НЕ ТОЛЬКО О СЕБЕ
Судьба распорядилась так, что после суда, который состоялся перед самым октябрьским праздником 1951 года, я попал в Орловскую исправительную трудовую колонию. Но прежде с недельку продержали меня в известном орловском «Централе», дня три отсидел в пересыльной тюрьме, где затем проделывалась процедура «торга», как тогда называли это действо. Перед зданием пересыльной тюрьмы, у самых ее ворот, вечером нас, заключенных, человек около ста, построили в две шеренги. И только мужчин.
— Столяра, плотники, выходи! — послышался зычный голос офицера.
Вышли человек семь. Ещё спросил тот же голос, есть ли механики по швейным машинам, портные. Нашлось несколько человек - вышли из строя.
Капитан подошел ко мне, кивнул головой. Я назвался: «58-я, 10-й пункт, часть первая, десять лет»,— как в таких случаях научили меня отвечать на суде.
Я опускаю многие отдельные детали, где и как меня разместили, как встретило меня население колонии, камеры (это особый рассказ), как началось мое перевоспитание трудом.
Меня определили художником в КВЧ (культурно-воспитательная часть). Ни один лагерь, ни одна колония во всей обширно системе Гулага не обходились без такой части. Мне исключительно повезло. Художник с политической статьей — в КВЧ? Немыслимое дело! И как только появился «свой» человек, чуть умеющий! держать карандаш в руках (воришка, между прочим), меня быстренько убрали оттуда.
Колония вмещала в свое нутро заключенных со всех окраин Советского Союза. Здесь встречались люди из Прибалтики, с Кавказа, Украины, со всей матушки-России. Но своих, доморощенных — орловчан — было большинство. Конечно же, они (не все, естественно) находились в лучшем социальном положении: нет-нет да получали передачки от своих близких, пусть скудные, небольшие, но важное подспорье в питании. Потому как вставал, работал и ложился заключенный с потаенной думой: где бы и как достать чего-нибудь поесть, хоть маленький сухарик? На лагерной баланде долго не протянешь. В столовой можно было запросто лишиться пайки хлеба. Чуть зевнул — и с концами, горбушки нет!

МАТЕРИАЛ =>
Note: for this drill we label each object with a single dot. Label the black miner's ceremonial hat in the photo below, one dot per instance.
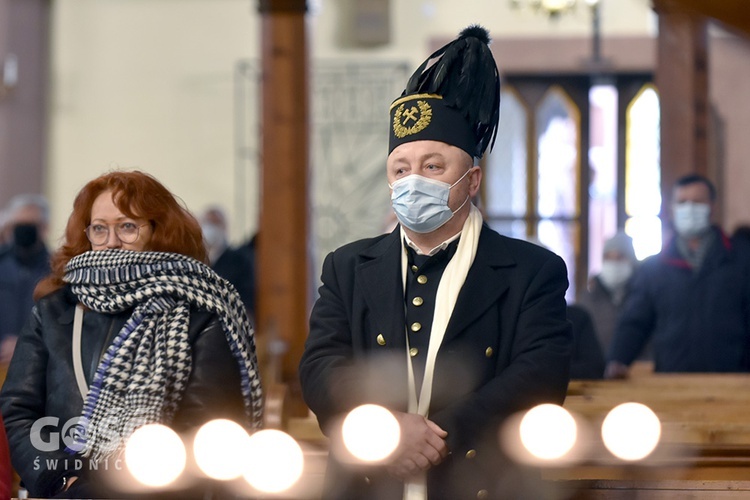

ПИСЬМЕННОЕ ЗАДАНИЕ A => Кем определили рассказчика в колонии согласно воспоминаниям об Орловской колонии?
ПИСЬМЕННОЕ ЗАДАНИЕ B => Изложите в виде списка абзац воспоминаний об Орловской колонии, начинающийся словами «Колония вмещала в свое нутро», сохранив основные сведения.
ПИСЬМЕННОЕ ЗАДАНИЕ C => Продолжите воспоминания об Орловской колонии, начав сразу после последнего приведенного предложения.

ОТВЕТ A => Художником в КВЧ (культурно-воспитательной части).

ОТВЕТ B =>
- В колонии находились заключенные со всех окраин Советского Союза: из Прибалтики, с Кавказа, Украины и со всей России.
- Большинство составляли местные жители, орловчане.
- Многие из них находились в лучшем положении: получали от близких передачи, пусть скудные, но служившие важным подспорьем в питании.
- Каждый заключенный постоянно думал о том, где и как достать хоть что-нибудь поесть, поскольку на лагерной баланде долго не протянешь.
- В столовой при малейшей невнимательности можно было лишиться пайки хлеба.

ОТВЕТ C =>
Воровство процветало особенно в левом крыле, гражданском, где к тому же находилась пара камер блатарей, шпаны, бандюг, убийц, наводивших страх на все остальное население колонии. С ними боролись, как могли, все — и гражданские, и политические.
— Если назвался груздем, покажь, на что способен,— такую фразу мне преподнес один гражданский зек, узнав, что я художник. Пришлось доказывать в первый же вечер после трудового дня. Кусок фанеры, карандаш да четвертушку бумаги быстро достали. Полгода как не брал карандаш в руки. Не осрамиться бы.
Тесно. Освещение плохое. Тружусь — рисую. Обступили поклонники прекрасного.
— Ого! Да ты смотри, как схож! Здорово! Лихо!
«Не пропаду»,— подумалось. Пайку хлеба и десятку деньгами заработал тут же.
На второй вечер напросился второй натурщик. Начал рисовать. А мне на ушко, наклонившись, подошедший зек шепнул:
— Ты что сюда приехал, деньги заколпачивать? Да если узнает о том кум, а он узнает обязательно, тебе не работать в КВЧ, а может случиться и хуже... Понял?
Я немножко просветился.
— Тебе на Север надо ехать,— как бы продолжил его това-
рищ,— там есть лагеря, где идет хороший зачет: один к трем. Год просидел — три долой! Поговори со своим начальником — он мужик знающий.
И эта дрянная мыслишка крепко засела в моей голове. Непосредственным моим начальником оказался именно тот нескладный, обтекаемый старший лейтенант.
А жизнь колонии шла своим чередом.
Утром, сразу же после подъема, узнавались последние колониальные новости: ночью блатари устроили поножовщину; одного резанули — проигрался в карты; резаного оттаранили к смертникам.
Новая параша (мыльная выдумка) пошла гулять по камерам: «К Первому Мая выйдет указ об амнистии. Многие домой загремят... У тебя какая статья? Пойдешь!»
И тут же со знанием дела объяснялись, какие статьи амнистируются. Да, надеждами жил заключенный. В обеденный перерыв спешно доделывались дела. Кто пришивал пуговицу, кто дописывал жалобу, кто просто сидел, курил. Однажды вдвоем стояли в коридоре, наблюдали через окно-решетку, как двое дюжих надзирателей тащили по зоне парнишку-шпаненка в карцер. Через открытую форточку хорошо слышалось: «Зверюги! Гады!.. Не трогать!..»
Он выворачивался, крутился, кусался, бил ногами. Но мускулистые руки блюстителей тюремного порядка ловко справлялись с мальчишкой — выворачивались конечности, гнулась шея, болталась голова.
На следующее утро новости другие. В одной из камер гражданских статей разоблачили стукача, избили его до полусмерти. «Три дня жизни ему осталось. Сам виноват — сексотом стал». За ним давно наблюдали: «Что-то он в последнее время папиросы длинные стал курить... Не с кумом ли связался?..»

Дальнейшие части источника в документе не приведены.